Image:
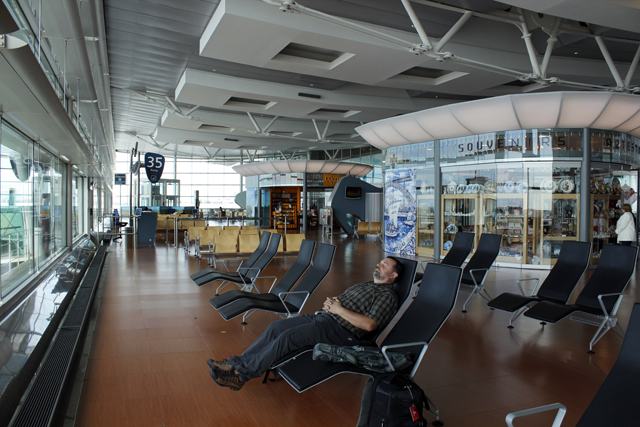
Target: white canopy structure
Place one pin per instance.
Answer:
(309, 166)
(552, 110)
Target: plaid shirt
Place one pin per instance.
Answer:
(376, 301)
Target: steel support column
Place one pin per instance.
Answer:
(437, 201)
(585, 188)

» **Aim of the exercise**
Find the string "Target" in the material above, and report every line where it occurs.

» **Output below**
Target: white canopy structure
Target: plaid shirt
Target: steel support column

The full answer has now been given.